■ Task goal ■
The required output is the full listing below, reproduced word for word.

■ Data for the task ■
--- START ---

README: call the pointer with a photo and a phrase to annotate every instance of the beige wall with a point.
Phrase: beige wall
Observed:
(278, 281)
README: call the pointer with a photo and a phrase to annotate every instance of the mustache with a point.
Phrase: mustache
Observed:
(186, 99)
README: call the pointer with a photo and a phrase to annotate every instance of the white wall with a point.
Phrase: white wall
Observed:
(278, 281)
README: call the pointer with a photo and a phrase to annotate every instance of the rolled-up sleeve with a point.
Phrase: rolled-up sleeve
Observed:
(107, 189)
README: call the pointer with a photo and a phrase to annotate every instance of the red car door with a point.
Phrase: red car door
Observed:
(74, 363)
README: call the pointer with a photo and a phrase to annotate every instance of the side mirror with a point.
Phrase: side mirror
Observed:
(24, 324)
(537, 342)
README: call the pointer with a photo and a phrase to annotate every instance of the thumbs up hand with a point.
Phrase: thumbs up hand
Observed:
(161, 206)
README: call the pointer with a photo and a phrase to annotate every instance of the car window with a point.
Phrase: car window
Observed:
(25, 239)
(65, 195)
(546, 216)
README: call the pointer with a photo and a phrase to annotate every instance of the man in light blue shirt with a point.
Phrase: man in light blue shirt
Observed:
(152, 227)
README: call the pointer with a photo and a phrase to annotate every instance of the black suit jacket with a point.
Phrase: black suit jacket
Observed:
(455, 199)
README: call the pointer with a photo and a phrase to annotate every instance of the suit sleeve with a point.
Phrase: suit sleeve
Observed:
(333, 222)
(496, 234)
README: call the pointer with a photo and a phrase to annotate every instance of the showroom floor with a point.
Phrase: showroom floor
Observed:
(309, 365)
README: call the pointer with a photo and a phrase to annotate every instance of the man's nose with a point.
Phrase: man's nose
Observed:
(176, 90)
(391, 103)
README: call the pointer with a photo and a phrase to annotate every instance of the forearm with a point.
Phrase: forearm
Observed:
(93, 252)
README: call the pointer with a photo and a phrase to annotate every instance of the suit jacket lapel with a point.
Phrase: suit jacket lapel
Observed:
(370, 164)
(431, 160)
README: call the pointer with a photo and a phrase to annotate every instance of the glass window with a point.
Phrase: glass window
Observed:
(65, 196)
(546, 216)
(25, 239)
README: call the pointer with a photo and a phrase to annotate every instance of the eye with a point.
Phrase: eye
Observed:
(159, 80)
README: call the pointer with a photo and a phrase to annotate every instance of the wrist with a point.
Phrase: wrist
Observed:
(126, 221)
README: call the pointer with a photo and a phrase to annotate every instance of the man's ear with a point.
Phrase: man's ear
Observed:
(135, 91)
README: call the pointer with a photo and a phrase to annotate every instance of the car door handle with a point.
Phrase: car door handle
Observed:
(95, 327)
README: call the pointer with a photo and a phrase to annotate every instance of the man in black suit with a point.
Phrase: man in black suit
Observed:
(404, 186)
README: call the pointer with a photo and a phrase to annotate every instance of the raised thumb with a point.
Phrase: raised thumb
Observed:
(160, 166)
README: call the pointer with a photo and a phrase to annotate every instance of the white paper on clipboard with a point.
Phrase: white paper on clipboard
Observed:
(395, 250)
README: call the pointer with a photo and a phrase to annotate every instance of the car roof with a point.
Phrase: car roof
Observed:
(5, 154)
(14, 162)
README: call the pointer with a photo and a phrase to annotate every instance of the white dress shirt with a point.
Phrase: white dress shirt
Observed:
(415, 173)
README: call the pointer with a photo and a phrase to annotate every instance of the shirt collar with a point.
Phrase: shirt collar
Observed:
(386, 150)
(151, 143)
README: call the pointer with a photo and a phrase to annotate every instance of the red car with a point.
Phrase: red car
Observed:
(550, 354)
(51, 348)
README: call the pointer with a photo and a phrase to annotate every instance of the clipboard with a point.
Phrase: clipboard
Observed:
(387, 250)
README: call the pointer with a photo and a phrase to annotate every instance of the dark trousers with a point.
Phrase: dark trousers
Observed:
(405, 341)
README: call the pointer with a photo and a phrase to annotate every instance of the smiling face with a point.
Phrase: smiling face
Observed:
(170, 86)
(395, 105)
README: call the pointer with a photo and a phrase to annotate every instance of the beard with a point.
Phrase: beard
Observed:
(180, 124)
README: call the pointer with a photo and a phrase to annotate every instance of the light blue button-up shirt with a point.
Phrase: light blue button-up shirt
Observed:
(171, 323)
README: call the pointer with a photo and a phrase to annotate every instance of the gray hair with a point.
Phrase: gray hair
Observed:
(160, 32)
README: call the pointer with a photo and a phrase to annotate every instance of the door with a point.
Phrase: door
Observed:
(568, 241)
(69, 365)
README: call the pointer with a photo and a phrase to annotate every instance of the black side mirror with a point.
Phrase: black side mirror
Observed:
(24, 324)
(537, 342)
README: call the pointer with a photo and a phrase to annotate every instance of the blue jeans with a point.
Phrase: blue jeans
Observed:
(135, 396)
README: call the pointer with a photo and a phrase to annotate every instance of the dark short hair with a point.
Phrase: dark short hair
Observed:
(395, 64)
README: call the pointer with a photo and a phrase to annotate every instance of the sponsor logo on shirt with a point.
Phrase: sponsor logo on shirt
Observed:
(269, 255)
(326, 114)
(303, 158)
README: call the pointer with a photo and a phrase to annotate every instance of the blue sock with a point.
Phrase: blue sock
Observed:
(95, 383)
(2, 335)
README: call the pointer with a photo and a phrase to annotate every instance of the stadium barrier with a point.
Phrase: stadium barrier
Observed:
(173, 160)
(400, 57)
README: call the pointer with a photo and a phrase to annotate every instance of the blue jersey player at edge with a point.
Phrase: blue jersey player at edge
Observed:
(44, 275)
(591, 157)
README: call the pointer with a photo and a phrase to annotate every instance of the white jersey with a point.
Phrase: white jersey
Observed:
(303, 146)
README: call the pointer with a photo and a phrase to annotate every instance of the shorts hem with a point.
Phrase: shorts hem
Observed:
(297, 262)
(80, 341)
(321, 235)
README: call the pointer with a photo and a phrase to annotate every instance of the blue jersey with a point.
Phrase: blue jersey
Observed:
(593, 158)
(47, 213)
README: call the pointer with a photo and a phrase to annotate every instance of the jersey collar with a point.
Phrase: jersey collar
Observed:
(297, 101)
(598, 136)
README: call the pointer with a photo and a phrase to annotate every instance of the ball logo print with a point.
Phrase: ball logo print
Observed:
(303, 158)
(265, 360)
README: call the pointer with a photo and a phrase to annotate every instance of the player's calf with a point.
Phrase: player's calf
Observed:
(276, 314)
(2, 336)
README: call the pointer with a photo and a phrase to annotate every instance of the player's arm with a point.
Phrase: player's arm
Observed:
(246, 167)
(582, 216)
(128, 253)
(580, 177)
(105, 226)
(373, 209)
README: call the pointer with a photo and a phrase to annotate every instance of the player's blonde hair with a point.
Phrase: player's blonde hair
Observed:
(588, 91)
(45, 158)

--- END ---

■ Output ■
README: call the pointer with a photo and a phrase to annotate every instance of the beige wall with a point.
Phrase: beige wall
Observed:
(278, 281)
README: call the pointer with a photo and a phrase to annotate every instance of the mustache with a point.
Phrase: mustache
Observed:
(186, 99)
README: call the pointer with a photo and a phrase to annotate every instance of the white wall with a point.
Phrase: white wall
Observed:
(278, 281)
README: call the pointer with a photo and a phrase to annotate every instance of the rolled-up sleeve with a point.
Phrase: rolled-up sleeve
Observed:
(107, 189)
README: call the pointer with a photo and a phrase to annotate every instance of the red car door with a point.
Phrase: red car door
Observed:
(74, 363)
README: call the pointer with a photo and a phrase to annotate every instance of the side mirror with a point.
Phrase: side mirror
Observed:
(24, 324)
(537, 342)
README: call the pointer with a photo and a phrase to annotate every instance of the thumbs up hand with a point.
Phrase: thumbs up hand
Observed:
(161, 206)
README: call the pointer with a photo and a phrase to annotate every instance of the car window with a point.
Phrase: car window
Observed:
(25, 239)
(65, 195)
(546, 216)
README: call the pointer with a photo and a phrase to annotate every instance of the man in light blue shirt with a point.
Phrase: man in light blue shirt
Observed:
(152, 227)
README: call the pointer with a photo and a phrase to annotate every instance of the black suit jacket with a point.
Phrase: black suit jacket
Observed:
(455, 199)
README: call the pointer with a photo and a phrase to annotate every instance of the suit sleeve with a point.
Phrase: suit sleeve
Observed:
(333, 222)
(496, 234)
README: call the pointer with a photo and a phrase to annotate every instance of the showroom floor with a point.
Phrase: showroom floor
Observed:
(309, 365)
README: call the pointer with a photo and a phrase to annotate every instance of the man's nose with a point.
Phrase: man's nose
Observed:
(176, 90)
(391, 103)
README: call the pointer with a photo and a phrase to annotate every instance of the forearm with a point.
Phrase: forearm
Observed:
(93, 252)
README: call the pointer with a photo and a phrase to annotate every instance of the suit jacket lapel with a point.
Phrase: suit jacket lapel
Observed:
(370, 164)
(431, 160)
README: call the pointer with a photo and a phrase to annotate every instance of the glass window with a point.
Phrase: glass window
Observed:
(65, 196)
(546, 216)
(25, 239)
README: call the pointer with a photo and a phrase to annotate every instance of the eye with a point.
Phrase: eye
Observed:
(159, 80)
README: call the pointer with a photo and a phrase to annotate every instance of the wrist with a point.
Phrase: wrist
Observed:
(126, 221)
README: call the pointer with a photo and a phrase to annotate every instance of the man's ear with a point.
Phrase: man's ear
Observed:
(135, 91)
README: call the pointer with a photo and a phrase to annotate every instance of the car door handle with a point.
Phrase: car door handle
Observed:
(95, 327)
README: call the pointer with a photo and a phrase to annotate every instance of the man in black suit with a point.
Phrase: man in black suit
Observed:
(404, 186)
README: call the pointer with a photo and a phrase to annotate every instance of the raised thumb with a point.
Phrase: raised thumb
Observed:
(160, 166)
README: call the pointer with a photo and a phrase to annotate every instance of the white paper on clipboard with a point.
Phrase: white paper on clipboard
Observed:
(395, 250)
README: call the pointer with a photo and a phrase to annotate every instance of the car roof with a point.
Phrase: car roof
Observed:
(5, 154)
(14, 162)
README: call the pointer with a photo and a phrase to annotate every instance of the white dress shirt with a point.
Phrase: white dress shirt
Observed:
(415, 173)
README: call the pointer with a photo and a phrase to annotate every instance of the shirt collar with a point.
Phrase: shirt collar
Observed:
(386, 150)
(151, 143)
README: call the pointer with a photo and a phrase to annotate every instance of the red car with a point.
Phrase: red car
Observed:
(550, 354)
(51, 348)
README: call the pointer with a photo and a phrase to annotate every instance of the clipboard with a point.
Phrase: clipboard
Observed:
(387, 250)
README: call the pointer with a photo and a phrase to annotate every instance of the dark trousers with a point.
Phrase: dark trousers
Observed:
(405, 341)
README: call the pointer with a photo and a phrase to annotate every instance of the smiling face with a point.
Phrase: smiling face
Observed:
(170, 86)
(395, 105)
README: call the pointer with a photo and a phrase to annotate every instance of the beard with a point.
Phrase: beard
Observed:
(180, 124)
README: call the pointer with a photo and a phrase to annotate every instance of the light blue button-up shirt with a point.
Phrase: light blue button-up shirt
Observed:
(171, 323)
README: call the pointer with a photo and a phrase to annotate every instance of the gray hair with a point.
Phrase: gray hair
Observed:
(160, 32)
README: call the pointer with a photo and a phrase to annotate every instance of the door with a point.
Phrase: door
Observed:
(568, 241)
(69, 365)
README: call the pointer with a photo and a phrase to annotate every instance of the black side mirror with a point.
Phrase: black side mirror
Observed:
(24, 324)
(537, 342)
README: call the pointer with a photo and a phrase to annotate every instance of the blue jeans with a point.
Phrase: blue jeans
Observed:
(135, 396)
README: call the pointer with a photo and a phrase to annotate every instance of the dark short hair with a point.
Phrase: dark short hair
Observed:
(395, 64)
README: call the pointer with a photo and a phrase to annotate every instance of the sponsor logo on shirt with a point.
Phrase: sponsor logo on shirt
Observed:
(269, 255)
(326, 114)
(303, 158)
README: call the pointer with a photo and a phrase to annotate every instance of the blue sock with a point.
Phrase: blue sock
Observed:
(95, 383)
(2, 335)
README: call the pointer with a photo and a phrase to annotate every instance of the stadium barrier with a point.
Phrase: stadium barrier
Observed:
(173, 160)
(400, 57)
README: call the pointer with a photo and a phrase to annotate every instance of the blue jersey player at edge with a point.
Phrase: blue jersey player at edge
Observed:
(44, 275)
(591, 157)
README: call the pointer with a photo and a phrase to annotate every instance of the white jersey with a point.
Phrase: white jersey
Observed:
(303, 146)
README: call the pointer with a photo and a phrase to annotate every instance of the shorts hem with a point.
Phrase: shorts hem
Observed:
(297, 262)
(80, 341)
(321, 235)
README: call the pointer with a photo and a phrase to annotate every instance of the blue jersey with a point.
Phrase: blue jersey
Observed:
(593, 158)
(47, 213)
README: call the pointer with a photo and a phrase to annotate every instance of the jersey collar with a point.
Phrase: jersey collar
Observed:
(297, 101)
(598, 136)
README: call the pointer with a photo and a phrase to annotate every instance of the ball logo print with a point.
Phrase: ball logo print
Observed:
(303, 158)
(265, 360)
README: call the pointer with a photo and a phrase to annotate every instance of the player's calf with a point.
Phrase: player's calf
Observed:
(276, 314)
(2, 336)
README: call the pointer with a photo and a phrase to annotate every instance of the player's arm with a point.
Phrase: player's arm
Observed:
(246, 167)
(582, 216)
(128, 253)
(580, 177)
(105, 226)
(373, 209)
README: call the pointer with a photo and a phrase to annotate every instance of the player's blonde hair with a point.
Phrase: player's blonde hair
Observed:
(588, 91)
(45, 158)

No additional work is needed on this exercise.